■ **Work order**
Transcribe the listing below verbatim, omitting pictures.

● ● ● ● ●

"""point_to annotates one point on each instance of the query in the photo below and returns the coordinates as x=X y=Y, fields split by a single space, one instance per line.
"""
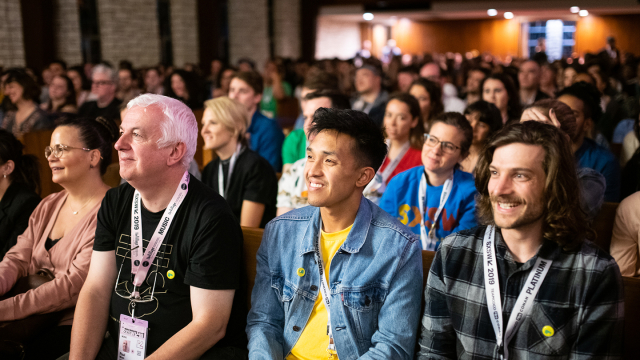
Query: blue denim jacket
x=375 y=284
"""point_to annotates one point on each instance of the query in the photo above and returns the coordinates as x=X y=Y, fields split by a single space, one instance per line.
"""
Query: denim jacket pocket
x=552 y=330
x=363 y=307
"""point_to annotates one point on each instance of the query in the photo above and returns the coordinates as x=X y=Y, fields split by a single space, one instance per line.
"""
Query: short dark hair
x=564 y=220
x=252 y=78
x=488 y=113
x=338 y=100
x=461 y=123
x=416 y=134
x=370 y=148
x=590 y=97
x=30 y=89
x=98 y=133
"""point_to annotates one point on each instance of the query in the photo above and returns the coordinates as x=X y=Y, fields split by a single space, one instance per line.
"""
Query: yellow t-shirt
x=313 y=342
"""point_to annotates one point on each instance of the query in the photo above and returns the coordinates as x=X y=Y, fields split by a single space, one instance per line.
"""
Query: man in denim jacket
x=373 y=262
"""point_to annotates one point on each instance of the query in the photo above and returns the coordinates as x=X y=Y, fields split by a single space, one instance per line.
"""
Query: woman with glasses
x=19 y=181
x=60 y=234
x=437 y=198
x=405 y=135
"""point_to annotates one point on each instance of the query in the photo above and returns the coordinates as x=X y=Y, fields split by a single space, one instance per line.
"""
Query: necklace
x=85 y=204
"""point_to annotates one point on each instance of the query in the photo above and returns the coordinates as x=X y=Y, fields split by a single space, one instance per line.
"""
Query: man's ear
x=366 y=175
x=178 y=151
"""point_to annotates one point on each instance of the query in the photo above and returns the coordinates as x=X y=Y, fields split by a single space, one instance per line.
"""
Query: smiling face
x=138 y=152
x=516 y=185
x=14 y=91
x=215 y=134
x=331 y=171
x=397 y=121
x=494 y=92
x=433 y=158
x=74 y=164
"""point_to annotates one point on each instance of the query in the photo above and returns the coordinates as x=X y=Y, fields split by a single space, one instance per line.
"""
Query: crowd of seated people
x=461 y=159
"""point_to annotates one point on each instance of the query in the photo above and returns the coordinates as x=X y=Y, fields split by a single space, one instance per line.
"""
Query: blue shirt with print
x=400 y=199
x=266 y=139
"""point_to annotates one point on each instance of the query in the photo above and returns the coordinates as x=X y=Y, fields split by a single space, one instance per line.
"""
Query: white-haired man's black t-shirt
x=203 y=248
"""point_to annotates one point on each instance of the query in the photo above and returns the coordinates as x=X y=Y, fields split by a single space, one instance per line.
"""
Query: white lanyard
x=222 y=190
x=428 y=239
x=523 y=304
x=324 y=288
x=140 y=263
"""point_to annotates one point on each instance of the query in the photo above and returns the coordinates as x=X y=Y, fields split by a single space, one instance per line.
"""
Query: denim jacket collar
x=356 y=236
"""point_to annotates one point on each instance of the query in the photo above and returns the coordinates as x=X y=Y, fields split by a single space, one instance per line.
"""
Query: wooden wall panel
x=592 y=31
x=500 y=37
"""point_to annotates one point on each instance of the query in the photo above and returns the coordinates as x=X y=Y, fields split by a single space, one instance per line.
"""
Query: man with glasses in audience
x=437 y=198
x=340 y=278
x=104 y=83
x=525 y=285
x=166 y=270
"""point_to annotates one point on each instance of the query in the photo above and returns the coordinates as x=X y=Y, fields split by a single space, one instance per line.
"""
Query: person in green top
x=274 y=89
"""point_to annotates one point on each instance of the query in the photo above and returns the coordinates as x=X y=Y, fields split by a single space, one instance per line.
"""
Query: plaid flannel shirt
x=581 y=298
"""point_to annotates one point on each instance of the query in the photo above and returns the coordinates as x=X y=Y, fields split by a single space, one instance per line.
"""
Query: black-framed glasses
x=125 y=293
x=446 y=146
x=59 y=149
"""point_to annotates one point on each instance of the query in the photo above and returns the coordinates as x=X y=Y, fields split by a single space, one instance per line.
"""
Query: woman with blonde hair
x=244 y=178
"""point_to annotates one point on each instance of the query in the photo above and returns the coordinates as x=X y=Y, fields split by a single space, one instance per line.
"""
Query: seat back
x=603 y=225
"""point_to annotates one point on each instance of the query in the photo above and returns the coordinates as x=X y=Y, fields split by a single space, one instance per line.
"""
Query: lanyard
x=222 y=190
x=324 y=288
x=428 y=240
x=145 y=260
x=522 y=307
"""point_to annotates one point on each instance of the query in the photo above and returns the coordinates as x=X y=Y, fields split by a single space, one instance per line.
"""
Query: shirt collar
x=356 y=237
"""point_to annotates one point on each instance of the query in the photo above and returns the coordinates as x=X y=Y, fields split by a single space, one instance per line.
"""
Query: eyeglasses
x=59 y=149
x=129 y=295
x=447 y=147
x=101 y=83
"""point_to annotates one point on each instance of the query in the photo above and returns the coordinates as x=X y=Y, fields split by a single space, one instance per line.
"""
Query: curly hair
x=563 y=220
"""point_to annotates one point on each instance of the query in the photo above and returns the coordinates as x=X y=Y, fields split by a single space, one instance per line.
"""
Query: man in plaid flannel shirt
x=528 y=193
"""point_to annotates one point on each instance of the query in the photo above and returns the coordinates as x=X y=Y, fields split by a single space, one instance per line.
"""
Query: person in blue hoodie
x=436 y=199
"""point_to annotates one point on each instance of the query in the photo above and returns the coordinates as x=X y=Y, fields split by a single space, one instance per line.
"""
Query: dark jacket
x=16 y=207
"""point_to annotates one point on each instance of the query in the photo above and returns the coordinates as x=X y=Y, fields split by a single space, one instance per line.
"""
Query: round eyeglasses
x=446 y=146
x=59 y=149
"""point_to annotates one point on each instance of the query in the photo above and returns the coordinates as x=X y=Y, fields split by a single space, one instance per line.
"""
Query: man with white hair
x=104 y=81
x=165 y=275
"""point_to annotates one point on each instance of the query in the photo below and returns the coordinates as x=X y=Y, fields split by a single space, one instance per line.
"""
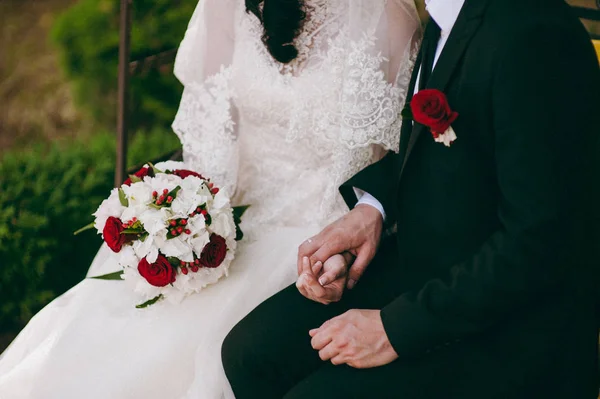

● ● ● ● ●

■ **Finished task**
"""point_to annotates one point on each instance of the query in the photo below and returns the coordinates as x=X y=Y, fields split by a single space, one instance per line.
"""
Query: blue denim jacket
x=375 y=284
"""point_to annotates one point on each instance of the query in the photo above and returns the coordinates as x=X y=Y, fields split by a single space, one instance per line.
"""
Query: denim jacket pocket
x=552 y=330
x=363 y=307
"""point_to annotates one point on each instance of the query in the photo above and returns the coordinates as x=X y=Y, fields split by a single space, one instance per line.
"""
Query: short dark hair
x=564 y=220
x=252 y=78
x=488 y=113
x=338 y=100
x=461 y=123
x=416 y=134
x=370 y=148
x=590 y=97
x=30 y=89
x=98 y=133
"""point_to annotates one point on each instance of the query in the photo above and returns the coordinates as x=X y=Y, fields split by a single space, one instance per line.
"""
Query: yellow t-shirt
x=313 y=342
"""point_to annotates one point on each instance of the query in the photo above and returns the coordinates as x=X y=Y, fields split by a single space, one instance per line.
"""
Query: man in denim jacket
x=373 y=262
"""point_to annotates one point on each instance of the query in the photo above and returns the coordinates as x=X y=Y, fields split by a single space, one instance per line.
"""
Query: woman with glasses
x=19 y=181
x=60 y=234
x=437 y=198
x=405 y=135
"""point_to annotates one point on each instance of the query in the photo above and returns the coordinates as x=X y=Y, fields split by a single space, one instance per line.
"""
Query: necklace
x=85 y=204
"""point_to annotates one point on each instance of the query in the photo above and returns the coordinates as x=X y=Y, fields split by a single space, one instance per line.
"""
Query: man's ear
x=366 y=175
x=178 y=151
"""point_to annotates one point on each instance of the query in the photo above and returns the coordinates as x=X y=Y, fields split by a single space, one instance per line.
"""
Query: smiling face
x=138 y=152
x=516 y=185
x=14 y=91
x=215 y=134
x=331 y=171
x=397 y=121
x=494 y=92
x=433 y=158
x=74 y=164
"""point_to annotates one point on each instance of the query in the photo above and returns the coordinates as x=X y=Y, fields split by a single space, one instance per line.
"""
Query: crowd of seated people
x=461 y=159
"""point_to annotates one point on each instance of the query in the photo above and returns the coordinates as x=X y=Y, fields split by a single space, one instance per line.
"""
Query: blue shirt with print
x=400 y=199
x=266 y=139
"""point_to annotates one point on each instance of the query in the photo above and returns the coordinates as x=X y=Y, fields split by a single space, one instance per line.
"""
Query: white-haired man's black t-shirt
x=203 y=248
"""point_to annotates one point on each instance of the query in the photo above and returns the coordinates as x=X y=Y, fields split by a single space, one instance per line.
"""
Query: white lanyard
x=222 y=190
x=428 y=239
x=523 y=304
x=324 y=288
x=140 y=263
"""point_to annotates one point on each instance of the query in the photo above and returns the coordinates as x=X y=Y, fields split by a single space, one instance per line.
"""
Query: denim jacket collar
x=356 y=236
"""point_to annotates one point on each instance of the query in the photo above and returns the coordinates as x=X y=Y, fields split by a single space, one instance per line.
"""
Query: wooden wall panel
x=592 y=31
x=500 y=37
"""point_to annotates one point on each instance of the query in the photo above and returns the coordinates as x=X y=Y, fields split by a single space, one instance per line.
"""
Query: man with glasses in audience
x=437 y=198
x=340 y=278
x=104 y=83
x=525 y=285
x=166 y=270
"""point_to annotates one point on each instance of the query in the photo above and returns the coordinates as x=X y=Y, fields split by a single space, one instance per line.
"""
Query: person in green top
x=274 y=89
"""point_to annotates one point on each instance of the query in the photo above and returns the coordinates as x=X y=Y, fields split by a single space, one instance per line.
"""
Query: plaid flannel shirt
x=581 y=298
"""point_to annotates one point on each instance of the query in the photo above and returns the coordinates as x=X y=Y, fields split by a single space, one instance per line.
"""
Query: black-framed glasses
x=125 y=293
x=446 y=146
x=59 y=149
"""point_to annotates one point on each instance of the query in the photo above and returns the coordinates as x=X y=Y, fields split by a single space, one instance per line.
"""
Query: woman with blonde hair
x=244 y=178
"""point_to annotates one point on each instance of the query in the photo above and returns the coordinates as x=X y=Y, fields split by a single space, one instance per line.
"""
Query: seat back
x=603 y=225
"""point_to annotates one point on each instance of the query in the photo above and returns the coordinates as x=X y=Y, fields split by a single space, one instance per line.
"""
Query: lanyard
x=222 y=190
x=324 y=288
x=428 y=240
x=145 y=260
x=522 y=307
"""point_to annotates one point on each instance of the query in the photo above and returns the coordinates as x=X y=Y, fields split by a single space, one instance per line.
"""
Query: shirt collar
x=356 y=237
"""point_to annotates one point on each instance of the query in the photo above and returns the coordinates as x=X y=Y, fields split by a single space, one instance per line.
"""
Query: eyeglasses
x=59 y=149
x=129 y=295
x=447 y=147
x=101 y=83
"""point_to annotates one point on each instance of the query in the photo above and returns the coordinates as x=X y=Y, fields split by a single space, one instance per line.
"""
Query: curly hair
x=563 y=220
"""point_to annotates one point on each instance of the query in the photo above and returns the coordinates as x=X y=Y, fields split by a single space, one instance per line.
"""
Query: man in plaid flannel shirt
x=528 y=193
"""point_to annotates one point on each instance of the query in the photo above and returns the coordinates as x=X y=Y, fields split by a single space, one instance per line.
"""
Query: person in blue hoodie
x=436 y=199
"""point_to annotates one point on each instance of the query in the photo above and returns the coordinates as x=X y=Y, fields split by a single space, one instance per line.
"""
Query: dark jacket
x=16 y=207
"""point_to annotates one point on each instance of the query in the photo above and returns the coordinates as x=X y=Y, fields split by a single space, one instance per line.
"""
Query: round eyeglasses
x=446 y=146
x=59 y=149
"""point_to annotates one point on each instance of the query in the photo above and returns the coordinates as x=X y=Y, fields split by a single space, one instance per line.
"""
Query: man with white hair
x=104 y=81
x=165 y=275
"""point_to annotates one point on each instance of the query in the photo below and returns the coordinates as x=X y=Y, fields split by a single space, one instance per line.
"""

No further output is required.